▸ Task description
Using the data below, copy out all lines with the word "same".

[Information provided]

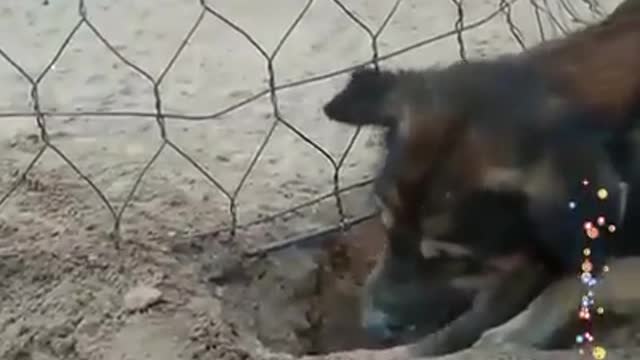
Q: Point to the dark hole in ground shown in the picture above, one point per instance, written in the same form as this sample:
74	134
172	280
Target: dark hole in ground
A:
299	300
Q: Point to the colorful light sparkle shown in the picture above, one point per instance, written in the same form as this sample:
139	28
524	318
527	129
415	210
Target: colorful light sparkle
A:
593	231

[/Information provided]

▸ Response to the exercise
Q: Point to the dark hole in ground shown in the picture above, one point per instance, written in the same form as this sample:
Q: Point to the colorful light sparkle shown in the picture above, one point per instance, written in the same form as this sample:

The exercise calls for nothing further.